• TASK MATERIAL:

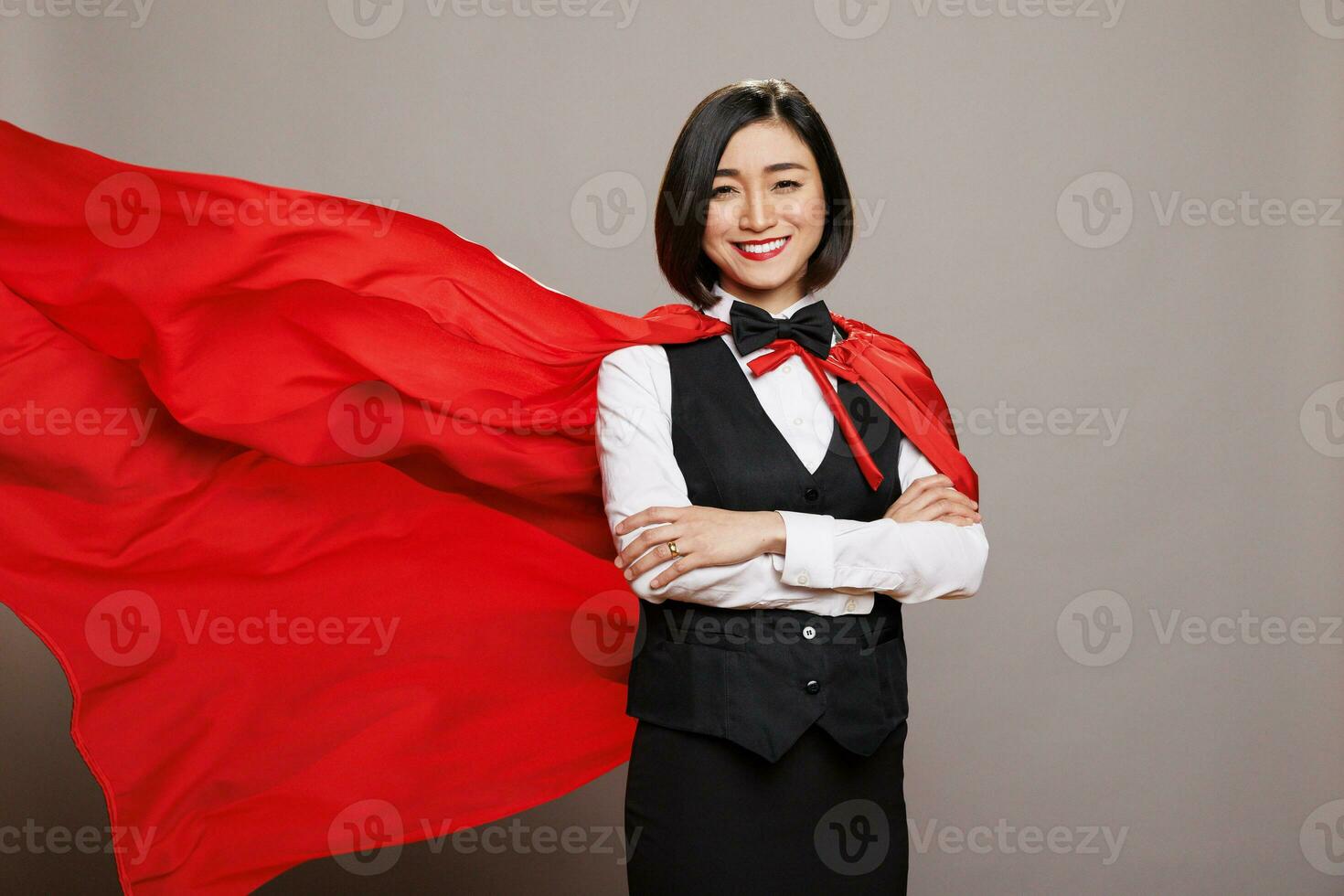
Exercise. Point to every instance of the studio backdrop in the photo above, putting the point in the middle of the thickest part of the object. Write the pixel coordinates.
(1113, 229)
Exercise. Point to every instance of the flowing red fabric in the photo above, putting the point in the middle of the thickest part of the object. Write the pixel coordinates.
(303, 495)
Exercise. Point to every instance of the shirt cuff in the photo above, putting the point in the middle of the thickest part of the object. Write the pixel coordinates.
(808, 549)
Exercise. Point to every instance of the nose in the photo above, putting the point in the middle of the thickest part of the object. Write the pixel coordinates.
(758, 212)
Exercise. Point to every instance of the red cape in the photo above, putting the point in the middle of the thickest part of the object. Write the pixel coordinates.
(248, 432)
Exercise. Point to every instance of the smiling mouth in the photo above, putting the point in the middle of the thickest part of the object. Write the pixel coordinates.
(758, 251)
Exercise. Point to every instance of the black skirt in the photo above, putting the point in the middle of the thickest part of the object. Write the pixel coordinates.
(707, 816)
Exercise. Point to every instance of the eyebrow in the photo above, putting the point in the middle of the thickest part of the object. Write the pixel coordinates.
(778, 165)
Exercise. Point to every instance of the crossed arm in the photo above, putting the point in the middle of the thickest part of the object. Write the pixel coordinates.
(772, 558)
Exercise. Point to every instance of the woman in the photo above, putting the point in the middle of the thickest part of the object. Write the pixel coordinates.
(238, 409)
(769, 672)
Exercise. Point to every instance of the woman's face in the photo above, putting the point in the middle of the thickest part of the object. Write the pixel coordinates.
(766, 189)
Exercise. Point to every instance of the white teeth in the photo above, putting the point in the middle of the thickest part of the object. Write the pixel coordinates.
...
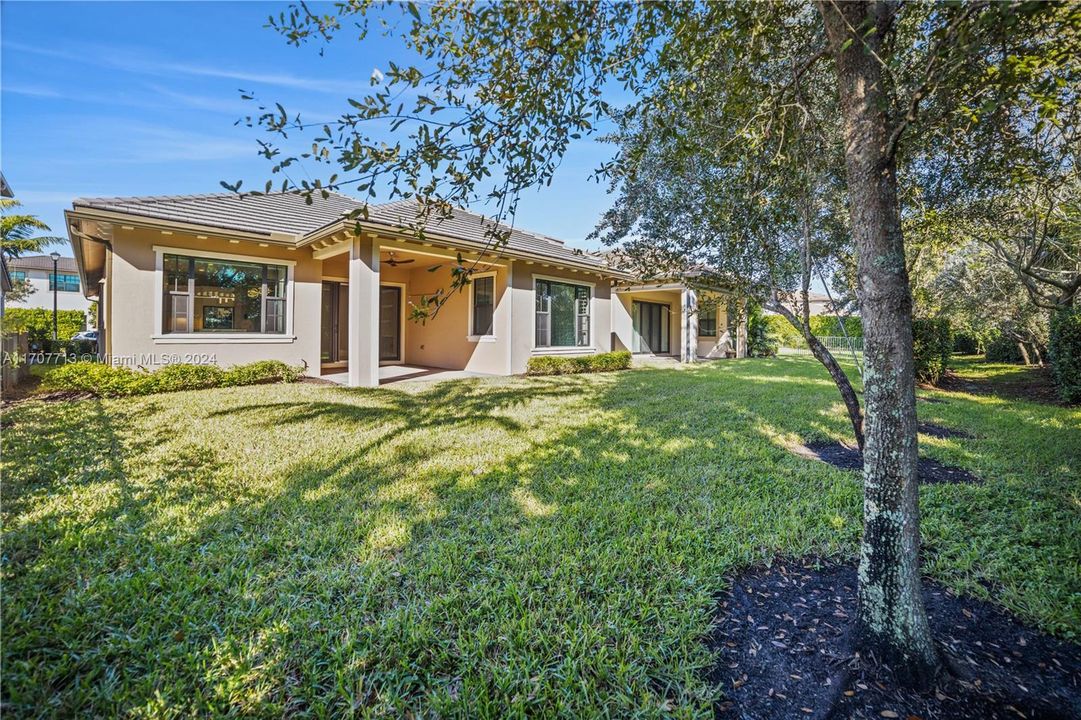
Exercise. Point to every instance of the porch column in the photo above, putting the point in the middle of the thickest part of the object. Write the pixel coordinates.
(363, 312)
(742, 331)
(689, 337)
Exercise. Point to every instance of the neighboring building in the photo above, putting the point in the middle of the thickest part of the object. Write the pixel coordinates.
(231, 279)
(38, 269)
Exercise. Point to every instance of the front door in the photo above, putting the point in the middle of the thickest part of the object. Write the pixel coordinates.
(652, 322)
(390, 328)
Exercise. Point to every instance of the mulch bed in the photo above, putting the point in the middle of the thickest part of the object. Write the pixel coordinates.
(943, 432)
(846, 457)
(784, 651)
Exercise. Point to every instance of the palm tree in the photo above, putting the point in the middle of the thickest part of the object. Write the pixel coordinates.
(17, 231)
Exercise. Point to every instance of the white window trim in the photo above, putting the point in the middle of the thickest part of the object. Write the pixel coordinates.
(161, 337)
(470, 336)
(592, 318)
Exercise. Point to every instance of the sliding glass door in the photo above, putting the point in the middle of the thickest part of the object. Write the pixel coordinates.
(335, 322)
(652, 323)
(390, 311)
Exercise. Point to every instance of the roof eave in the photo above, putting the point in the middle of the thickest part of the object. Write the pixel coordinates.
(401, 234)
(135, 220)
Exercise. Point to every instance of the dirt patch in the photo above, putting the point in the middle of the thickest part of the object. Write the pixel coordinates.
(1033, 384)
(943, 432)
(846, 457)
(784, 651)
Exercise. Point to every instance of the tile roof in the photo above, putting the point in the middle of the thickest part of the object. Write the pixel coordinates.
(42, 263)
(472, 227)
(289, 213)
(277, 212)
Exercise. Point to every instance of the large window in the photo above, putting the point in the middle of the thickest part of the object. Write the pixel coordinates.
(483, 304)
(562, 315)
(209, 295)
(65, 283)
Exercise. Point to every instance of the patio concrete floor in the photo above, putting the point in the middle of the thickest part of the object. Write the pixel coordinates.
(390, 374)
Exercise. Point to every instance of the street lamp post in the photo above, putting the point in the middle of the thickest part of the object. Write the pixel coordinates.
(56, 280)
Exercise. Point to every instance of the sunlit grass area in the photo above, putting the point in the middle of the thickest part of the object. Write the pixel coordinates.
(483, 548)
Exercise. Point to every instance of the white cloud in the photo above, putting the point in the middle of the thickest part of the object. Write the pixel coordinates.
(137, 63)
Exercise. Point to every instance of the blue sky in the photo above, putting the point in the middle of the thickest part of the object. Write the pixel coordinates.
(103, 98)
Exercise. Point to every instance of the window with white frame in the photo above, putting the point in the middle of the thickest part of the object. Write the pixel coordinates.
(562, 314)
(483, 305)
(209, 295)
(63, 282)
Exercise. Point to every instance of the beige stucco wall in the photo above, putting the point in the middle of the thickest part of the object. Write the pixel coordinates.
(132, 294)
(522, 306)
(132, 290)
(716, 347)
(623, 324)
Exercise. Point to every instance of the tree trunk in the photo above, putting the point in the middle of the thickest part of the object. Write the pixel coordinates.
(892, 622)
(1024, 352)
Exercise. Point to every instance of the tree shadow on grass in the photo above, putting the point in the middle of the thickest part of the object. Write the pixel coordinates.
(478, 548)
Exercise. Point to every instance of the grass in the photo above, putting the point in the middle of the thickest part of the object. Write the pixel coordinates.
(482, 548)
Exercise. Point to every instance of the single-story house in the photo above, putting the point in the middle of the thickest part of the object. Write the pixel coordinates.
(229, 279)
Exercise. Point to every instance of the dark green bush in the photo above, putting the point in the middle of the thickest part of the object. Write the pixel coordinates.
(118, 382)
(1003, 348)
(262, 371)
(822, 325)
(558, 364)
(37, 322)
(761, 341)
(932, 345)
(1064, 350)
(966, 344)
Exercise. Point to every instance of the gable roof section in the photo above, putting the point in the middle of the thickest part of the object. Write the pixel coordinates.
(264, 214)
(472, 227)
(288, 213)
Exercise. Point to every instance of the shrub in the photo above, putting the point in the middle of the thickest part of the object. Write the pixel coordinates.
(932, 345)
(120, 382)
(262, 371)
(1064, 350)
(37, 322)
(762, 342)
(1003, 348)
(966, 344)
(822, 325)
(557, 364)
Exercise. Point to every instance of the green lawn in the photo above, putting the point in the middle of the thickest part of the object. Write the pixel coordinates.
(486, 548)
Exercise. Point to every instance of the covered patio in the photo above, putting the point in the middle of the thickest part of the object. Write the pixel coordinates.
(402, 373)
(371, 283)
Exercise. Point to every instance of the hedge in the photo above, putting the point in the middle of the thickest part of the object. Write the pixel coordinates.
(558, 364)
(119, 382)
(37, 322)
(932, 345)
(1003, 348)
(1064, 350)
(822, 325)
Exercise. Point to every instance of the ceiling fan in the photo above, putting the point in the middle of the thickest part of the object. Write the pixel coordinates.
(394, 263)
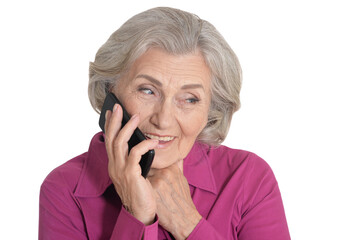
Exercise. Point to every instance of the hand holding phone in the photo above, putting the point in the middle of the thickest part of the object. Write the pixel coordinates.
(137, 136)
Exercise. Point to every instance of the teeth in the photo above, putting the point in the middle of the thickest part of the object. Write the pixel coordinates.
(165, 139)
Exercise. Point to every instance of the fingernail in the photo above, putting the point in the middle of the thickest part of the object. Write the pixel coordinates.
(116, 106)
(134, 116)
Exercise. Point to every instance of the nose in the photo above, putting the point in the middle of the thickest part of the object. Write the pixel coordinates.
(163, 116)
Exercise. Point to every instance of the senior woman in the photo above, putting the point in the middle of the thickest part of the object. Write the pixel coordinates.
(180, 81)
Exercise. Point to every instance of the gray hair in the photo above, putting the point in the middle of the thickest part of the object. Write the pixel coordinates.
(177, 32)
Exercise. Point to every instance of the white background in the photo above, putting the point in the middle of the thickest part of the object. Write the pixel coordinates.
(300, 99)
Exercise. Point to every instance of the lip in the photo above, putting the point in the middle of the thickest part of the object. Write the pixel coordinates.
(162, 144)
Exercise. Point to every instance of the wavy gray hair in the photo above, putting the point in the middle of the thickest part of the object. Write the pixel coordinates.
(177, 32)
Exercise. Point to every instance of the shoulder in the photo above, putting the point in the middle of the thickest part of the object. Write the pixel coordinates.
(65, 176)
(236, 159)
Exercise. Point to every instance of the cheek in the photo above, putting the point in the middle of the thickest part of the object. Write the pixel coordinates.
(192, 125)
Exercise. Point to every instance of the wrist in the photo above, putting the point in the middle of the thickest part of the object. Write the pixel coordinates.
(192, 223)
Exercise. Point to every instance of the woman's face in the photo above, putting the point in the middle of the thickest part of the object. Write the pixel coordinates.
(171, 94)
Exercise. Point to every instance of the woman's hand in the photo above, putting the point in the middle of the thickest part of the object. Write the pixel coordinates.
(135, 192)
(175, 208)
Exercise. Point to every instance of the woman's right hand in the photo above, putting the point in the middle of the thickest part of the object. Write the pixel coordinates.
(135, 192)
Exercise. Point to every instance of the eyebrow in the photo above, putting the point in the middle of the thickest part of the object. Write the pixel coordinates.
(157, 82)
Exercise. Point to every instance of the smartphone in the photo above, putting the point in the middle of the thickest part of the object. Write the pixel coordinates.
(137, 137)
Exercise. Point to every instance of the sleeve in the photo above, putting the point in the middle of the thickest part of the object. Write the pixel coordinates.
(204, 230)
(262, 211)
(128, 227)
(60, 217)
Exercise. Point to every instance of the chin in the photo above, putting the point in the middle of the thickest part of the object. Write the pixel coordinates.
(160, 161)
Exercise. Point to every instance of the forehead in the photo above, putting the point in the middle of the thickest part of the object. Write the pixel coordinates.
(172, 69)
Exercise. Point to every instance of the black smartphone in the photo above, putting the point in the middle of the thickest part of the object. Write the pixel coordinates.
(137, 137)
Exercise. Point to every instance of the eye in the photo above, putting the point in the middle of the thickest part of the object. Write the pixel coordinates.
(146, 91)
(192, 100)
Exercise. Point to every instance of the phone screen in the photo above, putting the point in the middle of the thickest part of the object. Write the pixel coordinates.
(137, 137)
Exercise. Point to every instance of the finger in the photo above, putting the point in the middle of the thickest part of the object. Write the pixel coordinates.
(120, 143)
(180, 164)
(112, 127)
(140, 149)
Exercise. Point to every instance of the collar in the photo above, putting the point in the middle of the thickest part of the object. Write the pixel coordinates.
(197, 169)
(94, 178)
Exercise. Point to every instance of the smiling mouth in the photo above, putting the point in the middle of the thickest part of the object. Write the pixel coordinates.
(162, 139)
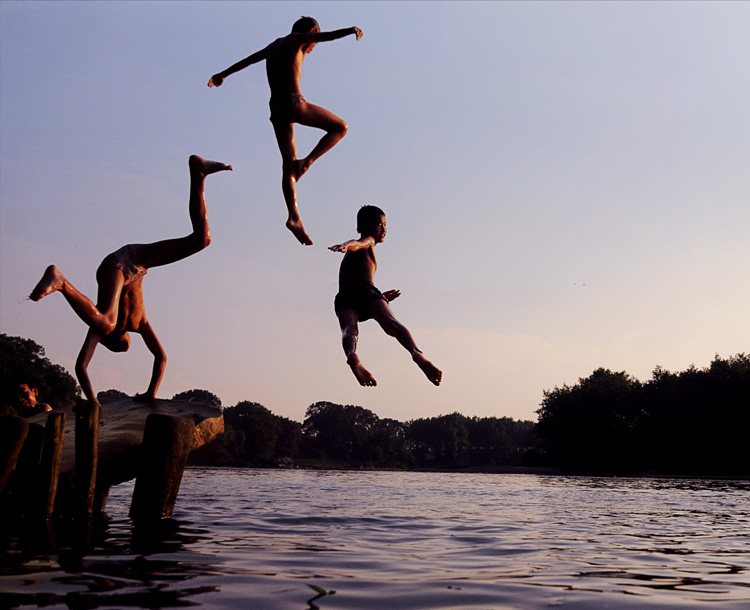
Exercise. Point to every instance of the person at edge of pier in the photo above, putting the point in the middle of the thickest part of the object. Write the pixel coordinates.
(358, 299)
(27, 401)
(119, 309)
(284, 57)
==
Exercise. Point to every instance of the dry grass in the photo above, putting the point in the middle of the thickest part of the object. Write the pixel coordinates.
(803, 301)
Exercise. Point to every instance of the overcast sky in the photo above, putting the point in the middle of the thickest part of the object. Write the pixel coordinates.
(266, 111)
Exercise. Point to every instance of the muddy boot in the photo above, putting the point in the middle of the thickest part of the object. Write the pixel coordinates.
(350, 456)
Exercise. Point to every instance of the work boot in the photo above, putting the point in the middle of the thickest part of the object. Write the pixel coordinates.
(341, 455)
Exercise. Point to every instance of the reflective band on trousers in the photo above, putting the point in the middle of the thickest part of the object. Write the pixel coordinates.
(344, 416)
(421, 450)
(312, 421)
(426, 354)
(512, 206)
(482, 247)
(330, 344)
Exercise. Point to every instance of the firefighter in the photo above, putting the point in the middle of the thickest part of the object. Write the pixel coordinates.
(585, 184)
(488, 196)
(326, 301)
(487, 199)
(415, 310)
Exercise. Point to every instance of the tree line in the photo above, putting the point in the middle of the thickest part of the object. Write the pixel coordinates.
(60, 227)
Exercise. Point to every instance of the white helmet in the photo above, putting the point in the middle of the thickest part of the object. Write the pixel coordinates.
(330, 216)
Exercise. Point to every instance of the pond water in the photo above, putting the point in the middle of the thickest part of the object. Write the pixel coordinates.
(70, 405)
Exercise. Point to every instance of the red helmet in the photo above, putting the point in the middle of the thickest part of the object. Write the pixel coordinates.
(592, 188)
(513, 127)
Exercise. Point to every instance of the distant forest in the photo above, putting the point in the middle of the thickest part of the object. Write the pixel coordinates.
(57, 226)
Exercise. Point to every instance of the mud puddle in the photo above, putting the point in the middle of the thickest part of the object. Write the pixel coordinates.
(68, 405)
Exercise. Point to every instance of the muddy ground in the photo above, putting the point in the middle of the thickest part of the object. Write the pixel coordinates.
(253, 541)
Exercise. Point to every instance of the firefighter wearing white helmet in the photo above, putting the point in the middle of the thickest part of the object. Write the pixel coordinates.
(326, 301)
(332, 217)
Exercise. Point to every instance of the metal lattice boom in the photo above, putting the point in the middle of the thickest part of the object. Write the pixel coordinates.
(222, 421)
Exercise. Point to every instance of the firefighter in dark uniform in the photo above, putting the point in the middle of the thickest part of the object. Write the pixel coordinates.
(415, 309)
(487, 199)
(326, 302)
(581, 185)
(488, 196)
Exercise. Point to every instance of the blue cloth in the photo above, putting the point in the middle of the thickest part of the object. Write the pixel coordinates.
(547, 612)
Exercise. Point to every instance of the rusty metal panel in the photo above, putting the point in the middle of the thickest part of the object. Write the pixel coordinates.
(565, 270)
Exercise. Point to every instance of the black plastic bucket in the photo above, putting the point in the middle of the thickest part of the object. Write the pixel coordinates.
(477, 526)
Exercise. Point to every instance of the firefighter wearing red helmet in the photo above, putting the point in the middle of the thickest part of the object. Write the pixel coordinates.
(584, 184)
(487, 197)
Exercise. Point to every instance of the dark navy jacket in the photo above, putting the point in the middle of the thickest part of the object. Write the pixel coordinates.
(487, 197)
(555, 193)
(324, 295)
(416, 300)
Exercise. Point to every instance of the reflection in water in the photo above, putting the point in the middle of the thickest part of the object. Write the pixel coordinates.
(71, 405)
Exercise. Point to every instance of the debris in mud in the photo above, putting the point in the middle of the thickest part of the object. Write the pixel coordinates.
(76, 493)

• TASK OBJECTIVE: Rescale the data from the line containing "Exercise. Point to every instance of the studio" up to and including the line containing "(1113, 229)". Reproduce each of those lines in full and leave all other wording unchanged. Multiply every pixel coordinate value by 0.95 and round it to the nearest whole number, with halves rounded up. Return only these lines.

• ANSWER FOR THE TASK:
Exercise. Point to every instance of the studio backdrop in the photo above, putting the point in the middle of the thickest part of the object. Write the pixel coordinates.
(1057, 218)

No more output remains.